**Instructions to follow**
A verbatim printing of the entries that follow is needed; pictures must not appear in it.

**Records shown**
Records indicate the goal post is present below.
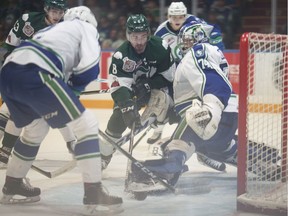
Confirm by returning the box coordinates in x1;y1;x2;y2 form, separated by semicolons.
237;32;288;216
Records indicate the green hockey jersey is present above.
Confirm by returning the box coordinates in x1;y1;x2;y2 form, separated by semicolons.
3;12;47;52
109;36;176;104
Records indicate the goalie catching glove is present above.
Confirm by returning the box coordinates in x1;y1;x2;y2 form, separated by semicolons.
185;94;224;140
119;99;140;128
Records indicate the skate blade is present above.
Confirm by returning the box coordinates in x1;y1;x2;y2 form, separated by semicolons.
0;194;40;204
83;204;124;216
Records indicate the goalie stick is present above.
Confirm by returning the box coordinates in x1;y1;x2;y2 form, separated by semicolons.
31;160;76;178
99;129;176;194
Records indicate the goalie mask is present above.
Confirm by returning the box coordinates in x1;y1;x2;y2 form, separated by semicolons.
178;22;209;55
126;14;150;54
64;6;98;28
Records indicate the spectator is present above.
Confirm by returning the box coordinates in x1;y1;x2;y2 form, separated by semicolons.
123;0;145;16
104;0;124;23
116;15;127;33
101;27;125;50
146;12;159;34
144;0;160;23
83;0;103;21
98;16;112;44
66;0;78;8
0;0;21;35
209;0;240;48
20;0;43;12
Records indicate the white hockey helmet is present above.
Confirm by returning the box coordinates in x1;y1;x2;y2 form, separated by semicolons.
168;2;187;16
64;6;97;28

**Result of the exercise**
Records indicate the goal post is present below.
Confirm by returning the box coordinates in x1;y1;x2;y2 form, separated by semicolons.
237;32;288;216
Records indicate the green hockey jersey is present above.
Confirm by returning the box coordinates in x1;y1;x2;y2 form, separated by semicolons.
3;12;47;52
109;36;176;104
Records indicate the goalie catching glove is present above.
Confirm by returning the box coordinates in x1;y1;x2;y2 form, separated by semicolons.
185;94;224;140
119;99;140;128
Records indicate the skate blade is present above.
Confirm by returning the box coordinates in x1;y1;x2;y2 form, separated by semicolons.
0;194;40;204
83;204;124;216
Records indicate the goalie stick is present above.
Confirm by returning the box coordinates in x1;y1;x2;y2 form, separated by semicolons.
31;160;76;178
99;129;176;194
Records indicate the goalie mask is present above.
Confirm by returning the box coordinates in x1;y1;x2;y2 form, separated by semicolons.
178;22;209;55
126;14;150;54
64;6;98;28
Records indicate the spectator is present above.
Confirm by returning the box coordinates in x1;y1;x2;y2 form, separated by semicolons.
123;0;145;16
104;0;124;23
116;15;127;33
101;27;125;50
146;12;159;34
144;0;160;23
83;0;103;21
98;16;112;44
66;0;78;8
0;0;21;35
209;0;240;48
20;0;43;12
Records indicate the white hockey helmet is present above.
Confirm by returning the box coordinates in x1;y1;x2;y2 form, separated by semicolons.
168;2;187;16
64;6;97;28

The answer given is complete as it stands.